→ **Tasks to perform**:
**A)** In the hospice article below, list every condition that a Medicare patient must meet for the legislation to apply to PAs working with that patient.
**B)** From the hospice article below, extract the passage from "Though the final" to "more with less." without changing a word.
**C)** Condense the paragraph of the hospice article below that begins "Prior to the legislation" into a short bulleted list that keeps its main facts.

→ **Source document**:
- - -
PAs Given Access to Hospice Care Await Final Rule

For nearly a decade, America’s physician assistants (PAs) have been lobbying Congress to give them access to hospice care for Medicare patients. Their diligence has finally paid off. Legislators have passed the Medicare Patient Access to Hospice Act, giving PAs the authority to manage and provide hospice care beginning 2019.

Though the final rule has not yet been written, all indications point to PAs having the same kind of role in hospice as nurse practitioners (NPs). Giving PAs this greater role should open more access to hospice care and to alleviate some of the pressure on doctors who are continually being asked to do more with less.

The legislation will apply to PAs working with Medicare patients whose physicians have already certified they have six months or less to live. Those patients must have already agreed to receive palliative care, and they will be required to sign a statement indicating they have elected hospice care.

The Role of the Physician Assistant

Prior to the legislation, PAs were all but barred from being involved in hospice care. Now they will be able to contribute to the hospice environment. For starters, they will be able to act as attending physicians in a hospice facility while working alongside nurse practitioners and hospice directors.

Second, they will be able to manage hospice care even if they do not spend the majority of their time in a hospice facility. Some will undoubtedly choose to both manage and provide care at the same time; others will practice elsewhere but still manage hospice care for their patients.
- - -
→ **Given records**:
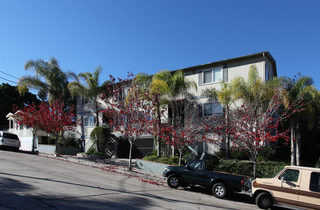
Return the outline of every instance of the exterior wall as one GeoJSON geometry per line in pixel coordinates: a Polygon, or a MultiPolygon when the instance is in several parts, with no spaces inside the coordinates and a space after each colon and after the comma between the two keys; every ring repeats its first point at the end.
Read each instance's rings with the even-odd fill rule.
{"type": "MultiPolygon", "coordinates": [[[[275,62],[267,51],[238,58],[227,59],[221,61],[213,62],[211,63],[186,68],[182,69],[182,70],[184,71],[185,77],[186,79],[195,81],[197,84],[197,89],[196,90],[195,88],[193,88],[193,89],[190,90],[190,96],[193,97],[194,98],[196,99],[196,103],[198,104],[214,102],[212,101],[212,99],[201,97],[200,96],[201,91],[206,88],[211,87],[214,88],[216,89],[219,89],[220,88],[221,84],[220,82],[218,82],[199,85],[199,71],[215,68],[226,66],[227,68],[227,81],[228,82],[235,77],[237,76],[243,77],[245,80],[246,80],[250,66],[253,64],[256,65],[260,77],[263,79],[266,80],[266,67],[268,69],[268,78],[276,75],[275,62]]],[[[99,105],[98,111],[106,110],[107,107],[105,103],[102,100],[100,100],[99,102],[101,104],[99,105]]],[[[197,107],[196,107],[196,109],[197,108],[197,107]]],[[[78,96],[77,98],[77,109],[78,119],[82,119],[82,118],[84,117],[91,116],[94,116],[95,117],[95,114],[94,113],[95,108],[93,104],[92,103],[82,105],[82,98],[79,96],[78,96]]],[[[167,114],[167,113],[166,114],[167,114]]],[[[222,115],[220,117],[224,119],[224,116],[222,115]]],[[[96,119],[95,120],[99,120],[99,124],[101,124],[102,118],[102,113],[99,113],[98,119],[96,119]]],[[[198,120],[201,120],[201,119],[199,119],[198,120]]],[[[92,143],[91,143],[90,140],[90,135],[91,131],[95,126],[95,122],[94,121],[93,126],[84,127],[83,126],[78,126],[77,127],[77,137],[85,141],[87,144],[85,147],[87,148],[91,146],[91,145],[92,145],[92,143]]],[[[111,152],[112,154],[109,154],[110,156],[113,157],[117,156],[117,154],[116,151],[117,150],[117,137],[119,137],[121,135],[120,133],[113,133],[115,135],[115,136],[113,139],[114,150],[113,152],[111,152]]],[[[212,133],[213,136],[215,135],[214,134],[212,133]]],[[[217,137],[215,136],[215,138],[216,139],[217,137]]],[[[220,147],[226,147],[225,141],[219,141],[217,143],[217,145],[209,144],[207,146],[202,145],[199,147],[199,148],[202,148],[202,150],[204,151],[207,151],[207,151],[210,151],[209,152],[212,152],[212,151],[215,151],[218,149],[220,147]]],[[[199,146],[200,144],[202,143],[202,142],[200,142],[199,146]]],[[[230,146],[232,146],[232,145],[230,146]]],[[[199,151],[202,152],[200,150],[199,151]]]]}

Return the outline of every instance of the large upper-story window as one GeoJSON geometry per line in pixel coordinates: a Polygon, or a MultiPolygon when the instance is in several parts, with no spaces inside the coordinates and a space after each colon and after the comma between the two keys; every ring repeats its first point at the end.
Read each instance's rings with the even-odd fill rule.
{"type": "Polygon", "coordinates": [[[94,117],[93,116],[85,117],[84,118],[84,124],[85,127],[90,127],[93,126],[94,117]]]}
{"type": "Polygon", "coordinates": [[[199,105],[199,115],[201,117],[212,115],[221,115],[223,114],[222,105],[218,101],[201,104],[199,105]]]}
{"type": "Polygon", "coordinates": [[[226,66],[207,69],[199,72],[199,85],[202,85],[221,81],[221,79],[228,79],[228,68],[226,66]]]}
{"type": "Polygon", "coordinates": [[[203,84],[220,81],[222,78],[222,68],[216,68],[203,72],[203,84]]]}
{"type": "Polygon", "coordinates": [[[93,103],[92,100],[90,98],[82,97],[82,105],[87,104],[91,104],[93,103]]]}

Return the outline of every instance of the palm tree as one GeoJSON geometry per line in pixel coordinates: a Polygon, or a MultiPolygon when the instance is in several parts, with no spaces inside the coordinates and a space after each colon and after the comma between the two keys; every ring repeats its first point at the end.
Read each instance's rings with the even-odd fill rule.
{"type": "Polygon", "coordinates": [[[48,93],[50,103],[59,99],[61,94],[66,94],[69,80],[76,77],[75,73],[70,70],[63,71],[59,61],[54,57],[48,61],[40,58],[27,60],[24,69],[33,71],[35,75],[25,75],[18,80],[18,83],[21,84],[17,88],[20,94],[27,92],[27,87],[33,90],[41,90],[48,93]]]}
{"type": "MultiPolygon", "coordinates": [[[[102,67],[98,66],[93,73],[90,72],[80,73],[77,80],[70,82],[68,88],[72,94],[77,94],[85,98],[90,99],[94,105],[96,119],[96,126],[99,127],[99,100],[103,91],[107,90],[107,82],[100,82],[100,76],[102,72],[102,67]]],[[[96,142],[97,151],[100,152],[99,142],[96,142]]]]}
{"type": "MultiPolygon", "coordinates": [[[[309,128],[311,129],[313,125],[315,107],[318,105],[319,98],[319,92],[316,88],[313,86],[313,79],[309,76],[301,75],[298,73],[295,79],[284,78],[285,80],[291,80],[290,85],[288,87],[290,104],[302,101],[307,106],[302,111],[296,112],[290,114],[291,121],[291,165],[301,165],[300,148],[300,124],[302,118],[308,113],[307,120],[309,128]],[[294,139],[295,139],[295,141],[294,139]]],[[[298,108],[292,107],[292,110],[298,108]]]]}
{"type": "MultiPolygon", "coordinates": [[[[160,90],[162,95],[162,101],[168,103],[172,110],[172,124],[177,127],[176,112],[176,100],[184,97],[191,88],[197,89],[196,83],[193,80],[186,79],[183,71],[178,70],[172,75],[166,69],[159,71],[152,78],[152,86],[154,89],[160,90]]],[[[172,156],[175,155],[174,147],[172,149],[172,156]]]]}
{"type": "MultiPolygon", "coordinates": [[[[226,130],[229,126],[229,111],[230,105],[236,100],[233,97],[232,87],[230,83],[228,83],[224,80],[221,80],[220,89],[216,90],[214,88],[207,88],[201,92],[202,96],[205,96],[211,98],[217,98],[226,108],[225,125],[226,130]]],[[[226,137],[226,159],[230,158],[230,135],[229,134],[226,137]]]]}

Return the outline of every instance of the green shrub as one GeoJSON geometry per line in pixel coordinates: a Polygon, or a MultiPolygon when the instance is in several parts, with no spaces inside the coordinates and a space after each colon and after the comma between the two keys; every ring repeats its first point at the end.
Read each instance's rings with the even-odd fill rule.
{"type": "Polygon", "coordinates": [[[38,143],[39,144],[48,144],[48,139],[49,138],[49,136],[38,136],[37,137],[37,138],[38,139],[38,143]]]}
{"type": "Polygon", "coordinates": [[[259,156],[264,161],[271,161],[275,160],[276,154],[276,151],[272,147],[265,146],[262,147],[259,156]]]}
{"type": "Polygon", "coordinates": [[[110,129],[105,127],[95,127],[90,134],[90,139],[98,144],[99,152],[106,154],[108,145],[111,142],[110,129]]]}
{"type": "MultiPolygon", "coordinates": [[[[216,171],[251,177],[253,176],[253,163],[251,161],[220,160],[219,163],[214,163],[214,164],[216,171]]],[[[284,163],[279,162],[258,163],[257,164],[257,177],[270,177],[286,165],[284,163]]]]}
{"type": "Polygon", "coordinates": [[[50,137],[48,139],[48,144],[52,145],[56,144],[56,138],[50,137]]]}
{"type": "Polygon", "coordinates": [[[60,138],[58,141],[59,145],[63,147],[69,146],[70,143],[70,139],[67,137],[63,137],[60,138]]]}
{"type": "MultiPolygon", "coordinates": [[[[159,157],[157,155],[152,155],[149,156],[146,156],[143,158],[143,159],[153,162],[156,162],[165,164],[169,165],[179,165],[179,157],[175,156],[170,157],[159,157]]],[[[185,161],[182,159],[181,160],[181,165],[185,164],[185,161]]]]}
{"type": "Polygon", "coordinates": [[[248,156],[249,152],[249,150],[244,147],[233,147],[230,150],[230,155],[232,159],[238,160],[249,160],[248,156]]]}
{"type": "Polygon", "coordinates": [[[226,148],[221,147],[217,152],[214,153],[214,155],[219,159],[224,159],[226,158],[226,151],[227,149],[226,148]]]}

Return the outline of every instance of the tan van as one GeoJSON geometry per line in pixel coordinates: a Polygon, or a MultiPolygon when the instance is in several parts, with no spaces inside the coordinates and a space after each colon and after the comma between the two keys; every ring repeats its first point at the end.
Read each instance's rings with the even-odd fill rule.
{"type": "Polygon", "coordinates": [[[286,166],[271,177],[253,180],[250,196],[265,209],[320,210],[320,169],[286,166]]]}

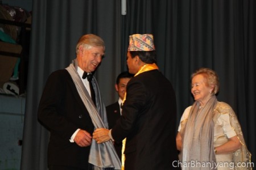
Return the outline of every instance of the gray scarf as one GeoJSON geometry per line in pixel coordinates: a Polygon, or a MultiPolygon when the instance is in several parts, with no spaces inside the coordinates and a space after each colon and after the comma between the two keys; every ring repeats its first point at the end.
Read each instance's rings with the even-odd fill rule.
{"type": "MultiPolygon", "coordinates": [[[[182,169],[214,169],[209,165],[195,167],[189,167],[189,163],[200,163],[201,165],[216,163],[213,148],[214,125],[212,120],[213,110],[217,104],[216,96],[212,96],[207,103],[199,112],[199,103],[193,104],[188,121],[183,130],[181,131],[183,147],[180,158],[184,167],[182,169]]],[[[198,165],[198,164],[197,164],[198,165]]]]}
{"type": "MultiPolygon", "coordinates": [[[[98,84],[95,78],[93,77],[92,83],[95,91],[97,108],[77,73],[76,59],[72,61],[72,63],[66,68],[66,70],[71,75],[79,95],[88,110],[94,128],[108,129],[105,107],[101,97],[98,84]]],[[[121,168],[120,160],[110,141],[99,144],[93,139],[88,162],[94,165],[94,169],[104,169],[106,168],[111,167],[114,168],[115,169],[121,168]]]]}

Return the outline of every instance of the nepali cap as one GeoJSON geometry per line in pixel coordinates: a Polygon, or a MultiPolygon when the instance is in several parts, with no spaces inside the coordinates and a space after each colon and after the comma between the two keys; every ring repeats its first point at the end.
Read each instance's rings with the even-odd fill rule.
{"type": "Polygon", "coordinates": [[[128,51],[155,50],[153,35],[151,34],[134,34],[130,36],[128,51]]]}

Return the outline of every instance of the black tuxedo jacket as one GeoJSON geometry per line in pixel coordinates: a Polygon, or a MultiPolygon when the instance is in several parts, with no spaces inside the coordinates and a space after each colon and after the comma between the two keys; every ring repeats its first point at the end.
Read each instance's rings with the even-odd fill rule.
{"type": "MultiPolygon", "coordinates": [[[[111,129],[115,125],[117,120],[120,117],[120,106],[118,101],[106,107],[109,128],[111,129]]],[[[114,142],[114,146],[120,160],[122,160],[122,142],[114,142]]]]}
{"type": "Polygon", "coordinates": [[[78,128],[92,135],[94,125],[66,70],[49,76],[38,108],[38,119],[51,132],[48,165],[87,169],[90,146],[81,147],[69,139],[78,128]]]}
{"type": "Polygon", "coordinates": [[[134,76],[126,88],[122,116],[112,131],[115,141],[126,137],[125,169],[175,169],[176,104],[172,84],[154,70],[134,76]]]}

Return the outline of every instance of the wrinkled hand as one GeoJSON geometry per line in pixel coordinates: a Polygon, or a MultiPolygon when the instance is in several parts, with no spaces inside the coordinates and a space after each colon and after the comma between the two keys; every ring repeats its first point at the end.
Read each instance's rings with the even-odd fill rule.
{"type": "Polygon", "coordinates": [[[92,143],[92,136],[84,130],[80,130],[75,137],[74,141],[80,147],[90,146],[92,143]]]}
{"type": "Polygon", "coordinates": [[[109,130],[104,128],[99,128],[94,130],[93,134],[93,138],[98,143],[101,143],[109,141],[110,138],[109,137],[109,130]]]}

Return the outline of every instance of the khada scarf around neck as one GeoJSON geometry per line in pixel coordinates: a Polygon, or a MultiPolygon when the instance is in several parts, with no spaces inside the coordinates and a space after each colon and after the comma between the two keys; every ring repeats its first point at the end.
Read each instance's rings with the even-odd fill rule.
{"type": "MultiPolygon", "coordinates": [[[[84,87],[77,73],[77,61],[74,60],[69,66],[66,68],[71,75],[78,93],[88,110],[94,128],[108,128],[106,109],[101,97],[98,84],[93,77],[92,83],[95,91],[97,108],[90,95],[84,87]]],[[[114,168],[121,169],[121,162],[111,141],[98,144],[93,139],[90,146],[88,162],[94,165],[94,170],[114,168]]]]}
{"type": "Polygon", "coordinates": [[[188,165],[193,162],[214,165],[216,162],[212,118],[217,102],[215,95],[212,96],[200,112],[199,102],[196,101],[193,104],[185,126],[180,130],[183,147],[180,159],[183,163],[183,170],[216,169],[215,166],[191,167],[188,165]]]}

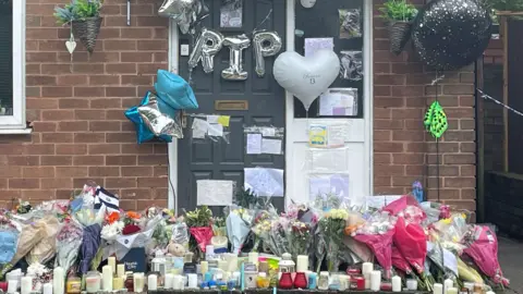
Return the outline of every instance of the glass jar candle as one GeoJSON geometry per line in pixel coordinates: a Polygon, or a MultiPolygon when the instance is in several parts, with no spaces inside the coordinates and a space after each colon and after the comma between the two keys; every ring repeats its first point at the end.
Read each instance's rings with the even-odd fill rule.
{"type": "Polygon", "coordinates": [[[85,290],[87,293],[97,293],[101,289],[101,275],[98,271],[89,271],[85,277],[85,290]]]}

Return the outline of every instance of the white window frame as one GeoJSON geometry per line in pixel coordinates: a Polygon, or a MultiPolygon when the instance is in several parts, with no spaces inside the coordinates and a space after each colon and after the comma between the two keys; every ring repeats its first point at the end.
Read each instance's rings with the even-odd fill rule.
{"type": "Polygon", "coordinates": [[[0,115],[0,134],[27,134],[25,121],[25,0],[13,0],[13,114],[0,115]]]}

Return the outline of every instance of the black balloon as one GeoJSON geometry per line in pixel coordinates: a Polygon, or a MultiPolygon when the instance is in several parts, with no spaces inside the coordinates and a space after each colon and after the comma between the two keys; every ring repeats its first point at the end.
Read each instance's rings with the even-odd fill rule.
{"type": "Polygon", "coordinates": [[[474,62],[488,46],[492,21],[475,0],[434,0],[417,15],[412,32],[415,51],[437,71],[474,62]]]}

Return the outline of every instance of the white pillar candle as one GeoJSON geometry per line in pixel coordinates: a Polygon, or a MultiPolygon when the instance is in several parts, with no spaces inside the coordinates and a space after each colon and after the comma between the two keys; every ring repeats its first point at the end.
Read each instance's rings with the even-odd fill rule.
{"type": "Polygon", "coordinates": [[[111,266],[104,266],[101,268],[101,287],[104,291],[112,291],[112,268],[111,266]]]}
{"type": "Polygon", "coordinates": [[[374,270],[373,262],[363,262],[362,274],[365,279],[365,289],[370,289],[370,272],[374,270]]]}
{"type": "Polygon", "coordinates": [[[446,294],[458,294],[458,287],[449,287],[447,289],[447,293],[446,294]]]}
{"type": "Polygon", "coordinates": [[[449,287],[453,287],[454,286],[454,282],[450,279],[447,279],[443,281],[443,292],[447,293],[447,290],[449,290],[449,287]]]}
{"type": "Polygon", "coordinates": [[[174,275],[173,281],[172,281],[172,289],[174,289],[174,290],[181,290],[182,289],[182,275],[180,275],[180,274],[174,275]]]}
{"type": "Polygon", "coordinates": [[[401,292],[401,278],[398,275],[392,277],[392,292],[401,292]]]}
{"type": "Polygon", "coordinates": [[[8,293],[14,294],[19,290],[19,281],[17,280],[10,280],[8,281],[8,293]]]}
{"type": "Polygon", "coordinates": [[[166,280],[163,281],[163,287],[165,289],[172,289],[174,283],[174,274],[172,273],[167,273],[166,274],[166,280]]]}
{"type": "Polygon", "coordinates": [[[248,264],[258,266],[258,253],[248,253],[248,264]]]}
{"type": "Polygon", "coordinates": [[[381,271],[373,270],[370,272],[370,290],[379,291],[381,287],[381,271]]]}
{"type": "Polygon", "coordinates": [[[117,266],[117,277],[125,279],[125,265],[117,266]]]}
{"type": "Polygon", "coordinates": [[[44,289],[44,294],[52,294],[52,284],[51,283],[45,283],[42,289],[44,289]]]}
{"type": "Polygon", "coordinates": [[[196,273],[188,273],[187,274],[187,287],[188,289],[197,289],[198,287],[198,275],[196,275],[196,273]]]}
{"type": "Polygon", "coordinates": [[[296,272],[305,272],[308,270],[308,255],[299,255],[296,257],[296,272]]]}
{"type": "Polygon", "coordinates": [[[33,277],[23,277],[21,285],[21,294],[31,294],[33,291],[33,277]]]}
{"type": "Polygon", "coordinates": [[[65,271],[62,267],[52,270],[52,293],[63,294],[65,292],[65,271]]]}
{"type": "Polygon", "coordinates": [[[111,267],[112,275],[114,275],[114,273],[117,273],[117,258],[114,256],[109,256],[109,258],[107,258],[107,265],[111,267]]]}
{"type": "Polygon", "coordinates": [[[147,290],[148,291],[158,290],[158,277],[156,277],[156,274],[149,274],[147,277],[147,290]]]}
{"type": "Polygon", "coordinates": [[[433,285],[433,294],[443,294],[443,285],[440,283],[435,283],[433,285]]]}

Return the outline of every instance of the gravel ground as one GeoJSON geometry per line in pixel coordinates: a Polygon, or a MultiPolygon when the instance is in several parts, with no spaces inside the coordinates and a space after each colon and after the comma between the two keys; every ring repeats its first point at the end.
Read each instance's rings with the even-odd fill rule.
{"type": "Polygon", "coordinates": [[[523,242],[499,237],[498,259],[510,287],[523,293],[523,242]]]}

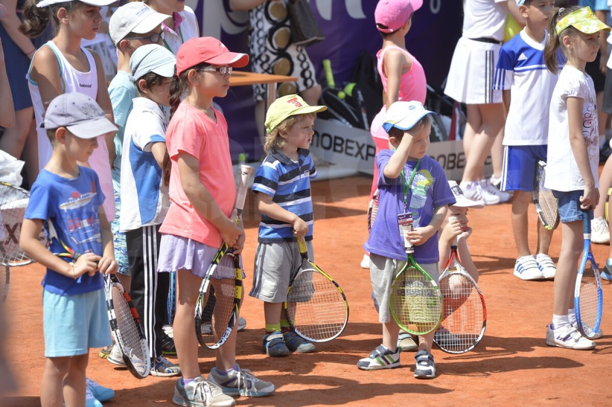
- - -
→ **Replies**:
**A)**
- The patient's physician has certified that the patient has six months or less to live.
- The patient has already agreed to receive palliative care.
- The patient signs a statement indicating they have elected hospice care.

**B)**
Though the final rule has not yet been written, all indications point to PAs having the same kind of role in hospice as nurse practitioners (NPs). Giving PAs this greater role should open more access to hospice care and to alleviate some of the pressure on doctors who are continually being asked to do more with less.

**C)**
- Before the legislation, PAs were all but barred from hospice care.
- Now they will be able to contribute to the hospice environment.
- They will be able to act as attending physicians in a hospice facility, working alongside nurse practitioners and hospice directors.